* _TASK DIRECTIONS_:
Only the number is wanted: state how many lines of the data below contain the word "trace".

* _EXERCISE DATA_:
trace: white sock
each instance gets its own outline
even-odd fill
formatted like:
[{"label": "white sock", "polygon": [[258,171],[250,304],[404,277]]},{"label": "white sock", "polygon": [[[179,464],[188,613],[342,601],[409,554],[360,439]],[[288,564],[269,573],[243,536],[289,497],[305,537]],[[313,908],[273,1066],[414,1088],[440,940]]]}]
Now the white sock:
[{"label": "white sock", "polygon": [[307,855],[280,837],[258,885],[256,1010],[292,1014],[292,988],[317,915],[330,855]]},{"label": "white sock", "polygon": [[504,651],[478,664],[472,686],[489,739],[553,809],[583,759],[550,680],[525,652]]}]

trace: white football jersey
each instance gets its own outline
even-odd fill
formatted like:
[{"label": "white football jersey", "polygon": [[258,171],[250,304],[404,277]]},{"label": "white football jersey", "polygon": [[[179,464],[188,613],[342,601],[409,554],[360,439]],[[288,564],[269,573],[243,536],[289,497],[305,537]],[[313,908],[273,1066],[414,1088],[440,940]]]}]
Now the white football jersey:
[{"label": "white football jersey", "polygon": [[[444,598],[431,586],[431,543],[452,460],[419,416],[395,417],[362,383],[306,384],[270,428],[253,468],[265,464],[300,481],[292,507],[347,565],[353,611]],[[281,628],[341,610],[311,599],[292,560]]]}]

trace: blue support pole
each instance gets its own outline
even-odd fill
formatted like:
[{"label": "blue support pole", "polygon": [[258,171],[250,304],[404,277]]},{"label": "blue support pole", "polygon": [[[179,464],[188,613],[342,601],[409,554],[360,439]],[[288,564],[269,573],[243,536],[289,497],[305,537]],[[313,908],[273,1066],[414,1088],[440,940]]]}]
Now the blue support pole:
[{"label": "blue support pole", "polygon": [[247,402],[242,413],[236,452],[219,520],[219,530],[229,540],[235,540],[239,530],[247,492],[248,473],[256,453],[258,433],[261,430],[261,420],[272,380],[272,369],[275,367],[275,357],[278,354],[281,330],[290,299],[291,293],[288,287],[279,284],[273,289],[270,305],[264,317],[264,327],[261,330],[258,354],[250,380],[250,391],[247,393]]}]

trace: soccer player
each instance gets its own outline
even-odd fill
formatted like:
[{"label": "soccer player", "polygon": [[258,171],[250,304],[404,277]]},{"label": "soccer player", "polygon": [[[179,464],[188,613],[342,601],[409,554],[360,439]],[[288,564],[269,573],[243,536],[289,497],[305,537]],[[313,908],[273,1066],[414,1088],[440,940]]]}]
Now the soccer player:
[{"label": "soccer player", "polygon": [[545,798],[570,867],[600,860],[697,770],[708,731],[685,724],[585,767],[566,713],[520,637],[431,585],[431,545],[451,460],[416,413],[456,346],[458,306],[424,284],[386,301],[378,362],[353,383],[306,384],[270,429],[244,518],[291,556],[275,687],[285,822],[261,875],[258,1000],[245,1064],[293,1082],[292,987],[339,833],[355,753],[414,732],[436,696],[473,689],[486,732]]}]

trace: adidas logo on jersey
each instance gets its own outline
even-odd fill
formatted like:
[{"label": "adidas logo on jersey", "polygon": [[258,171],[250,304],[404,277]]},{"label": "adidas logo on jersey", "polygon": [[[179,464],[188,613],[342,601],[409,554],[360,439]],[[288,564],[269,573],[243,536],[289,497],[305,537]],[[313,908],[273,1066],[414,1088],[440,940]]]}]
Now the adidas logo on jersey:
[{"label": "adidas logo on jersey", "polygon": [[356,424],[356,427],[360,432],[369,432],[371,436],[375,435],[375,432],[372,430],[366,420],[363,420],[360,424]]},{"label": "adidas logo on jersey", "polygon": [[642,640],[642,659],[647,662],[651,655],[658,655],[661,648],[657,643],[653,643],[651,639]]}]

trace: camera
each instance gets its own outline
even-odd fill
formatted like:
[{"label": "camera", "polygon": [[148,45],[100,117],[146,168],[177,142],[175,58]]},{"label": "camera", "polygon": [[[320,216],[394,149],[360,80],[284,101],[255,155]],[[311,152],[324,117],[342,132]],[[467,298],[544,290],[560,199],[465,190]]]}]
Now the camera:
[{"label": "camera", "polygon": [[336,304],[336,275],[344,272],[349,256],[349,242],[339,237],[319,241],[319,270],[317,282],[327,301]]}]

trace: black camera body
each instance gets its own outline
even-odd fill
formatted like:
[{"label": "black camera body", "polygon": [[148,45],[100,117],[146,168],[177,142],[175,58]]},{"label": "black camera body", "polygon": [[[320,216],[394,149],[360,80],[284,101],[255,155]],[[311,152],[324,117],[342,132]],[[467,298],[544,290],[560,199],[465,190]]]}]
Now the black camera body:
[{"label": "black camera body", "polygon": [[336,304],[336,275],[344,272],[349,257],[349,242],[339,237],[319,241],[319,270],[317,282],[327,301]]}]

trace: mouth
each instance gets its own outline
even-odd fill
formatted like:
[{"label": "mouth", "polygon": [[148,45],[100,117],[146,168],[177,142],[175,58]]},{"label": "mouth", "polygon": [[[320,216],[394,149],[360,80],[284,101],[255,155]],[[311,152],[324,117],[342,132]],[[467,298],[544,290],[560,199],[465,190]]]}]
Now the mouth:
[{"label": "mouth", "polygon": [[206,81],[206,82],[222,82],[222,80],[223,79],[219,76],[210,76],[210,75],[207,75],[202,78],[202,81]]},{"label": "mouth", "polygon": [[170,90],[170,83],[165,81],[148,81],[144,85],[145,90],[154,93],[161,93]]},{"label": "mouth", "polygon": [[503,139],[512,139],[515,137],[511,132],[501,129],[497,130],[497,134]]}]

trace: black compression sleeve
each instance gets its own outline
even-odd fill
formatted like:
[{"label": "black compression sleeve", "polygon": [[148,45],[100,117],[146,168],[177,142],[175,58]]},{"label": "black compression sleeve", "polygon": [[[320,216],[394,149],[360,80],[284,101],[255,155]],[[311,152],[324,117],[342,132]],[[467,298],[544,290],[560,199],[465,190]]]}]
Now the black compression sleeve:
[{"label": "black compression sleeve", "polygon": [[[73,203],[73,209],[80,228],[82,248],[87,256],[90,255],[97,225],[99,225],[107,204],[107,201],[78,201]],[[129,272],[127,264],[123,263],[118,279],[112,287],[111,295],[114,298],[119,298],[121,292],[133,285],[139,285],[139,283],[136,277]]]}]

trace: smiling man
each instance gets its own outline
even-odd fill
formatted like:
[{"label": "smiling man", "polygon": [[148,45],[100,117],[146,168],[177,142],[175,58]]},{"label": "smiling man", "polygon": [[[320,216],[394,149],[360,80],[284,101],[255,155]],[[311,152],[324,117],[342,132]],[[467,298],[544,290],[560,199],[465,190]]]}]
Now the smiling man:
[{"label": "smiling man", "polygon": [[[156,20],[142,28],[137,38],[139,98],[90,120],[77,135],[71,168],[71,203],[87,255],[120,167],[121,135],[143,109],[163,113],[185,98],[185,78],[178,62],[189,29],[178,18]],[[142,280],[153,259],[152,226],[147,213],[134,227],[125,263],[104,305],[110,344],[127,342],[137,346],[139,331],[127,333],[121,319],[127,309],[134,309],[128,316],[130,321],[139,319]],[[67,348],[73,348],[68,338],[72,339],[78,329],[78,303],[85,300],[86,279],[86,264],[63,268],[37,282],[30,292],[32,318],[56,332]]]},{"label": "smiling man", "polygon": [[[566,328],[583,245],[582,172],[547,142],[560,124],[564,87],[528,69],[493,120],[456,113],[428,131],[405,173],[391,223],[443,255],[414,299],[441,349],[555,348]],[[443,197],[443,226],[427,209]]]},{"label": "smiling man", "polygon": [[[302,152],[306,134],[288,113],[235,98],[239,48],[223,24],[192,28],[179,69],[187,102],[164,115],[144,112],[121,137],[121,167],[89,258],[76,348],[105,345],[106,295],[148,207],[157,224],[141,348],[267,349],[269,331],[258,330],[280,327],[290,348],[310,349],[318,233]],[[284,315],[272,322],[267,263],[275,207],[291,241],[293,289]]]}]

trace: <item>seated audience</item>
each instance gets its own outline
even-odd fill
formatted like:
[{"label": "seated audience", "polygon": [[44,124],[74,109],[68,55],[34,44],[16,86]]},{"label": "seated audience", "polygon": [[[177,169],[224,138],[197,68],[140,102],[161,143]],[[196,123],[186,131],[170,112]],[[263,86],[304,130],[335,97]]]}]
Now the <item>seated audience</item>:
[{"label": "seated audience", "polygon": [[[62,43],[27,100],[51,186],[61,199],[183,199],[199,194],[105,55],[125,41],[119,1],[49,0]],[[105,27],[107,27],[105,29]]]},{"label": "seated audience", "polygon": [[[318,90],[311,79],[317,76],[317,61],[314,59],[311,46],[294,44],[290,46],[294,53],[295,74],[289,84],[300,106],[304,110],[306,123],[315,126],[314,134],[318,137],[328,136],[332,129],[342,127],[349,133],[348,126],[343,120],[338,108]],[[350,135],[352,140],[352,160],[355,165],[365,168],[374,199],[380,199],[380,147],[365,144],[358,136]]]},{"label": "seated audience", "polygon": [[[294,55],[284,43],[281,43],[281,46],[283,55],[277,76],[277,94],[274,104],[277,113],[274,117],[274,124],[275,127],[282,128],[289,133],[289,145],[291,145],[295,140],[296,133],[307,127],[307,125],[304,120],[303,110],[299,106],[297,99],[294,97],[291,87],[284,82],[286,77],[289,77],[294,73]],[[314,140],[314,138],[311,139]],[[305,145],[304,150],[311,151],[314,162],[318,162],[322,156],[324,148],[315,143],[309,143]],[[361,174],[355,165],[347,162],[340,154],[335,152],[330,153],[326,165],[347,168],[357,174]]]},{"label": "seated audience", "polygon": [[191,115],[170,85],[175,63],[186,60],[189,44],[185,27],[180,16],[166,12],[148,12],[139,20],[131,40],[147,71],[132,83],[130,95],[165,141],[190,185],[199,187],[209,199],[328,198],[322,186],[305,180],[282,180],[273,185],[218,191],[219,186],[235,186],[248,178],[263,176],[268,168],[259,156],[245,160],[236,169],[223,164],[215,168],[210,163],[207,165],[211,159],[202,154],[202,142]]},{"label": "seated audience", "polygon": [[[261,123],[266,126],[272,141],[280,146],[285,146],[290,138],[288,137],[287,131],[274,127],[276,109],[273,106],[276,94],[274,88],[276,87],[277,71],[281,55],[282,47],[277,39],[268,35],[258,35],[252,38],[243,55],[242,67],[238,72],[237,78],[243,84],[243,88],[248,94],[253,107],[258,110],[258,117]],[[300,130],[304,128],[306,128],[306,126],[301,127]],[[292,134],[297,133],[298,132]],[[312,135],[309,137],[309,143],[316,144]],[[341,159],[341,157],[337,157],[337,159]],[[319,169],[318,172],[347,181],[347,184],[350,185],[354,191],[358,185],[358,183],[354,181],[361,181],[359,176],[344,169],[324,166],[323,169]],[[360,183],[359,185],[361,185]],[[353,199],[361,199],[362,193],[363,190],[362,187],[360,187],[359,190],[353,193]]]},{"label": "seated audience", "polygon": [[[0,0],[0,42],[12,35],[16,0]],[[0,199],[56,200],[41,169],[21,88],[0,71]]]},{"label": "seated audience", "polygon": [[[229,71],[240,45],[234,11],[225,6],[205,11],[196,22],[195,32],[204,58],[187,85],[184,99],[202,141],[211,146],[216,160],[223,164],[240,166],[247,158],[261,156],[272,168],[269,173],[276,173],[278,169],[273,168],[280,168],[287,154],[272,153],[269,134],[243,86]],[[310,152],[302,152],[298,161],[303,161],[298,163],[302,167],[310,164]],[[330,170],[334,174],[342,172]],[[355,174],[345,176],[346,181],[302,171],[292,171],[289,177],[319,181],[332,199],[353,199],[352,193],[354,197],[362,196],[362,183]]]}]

* _EXERCISE ANSWER_:
11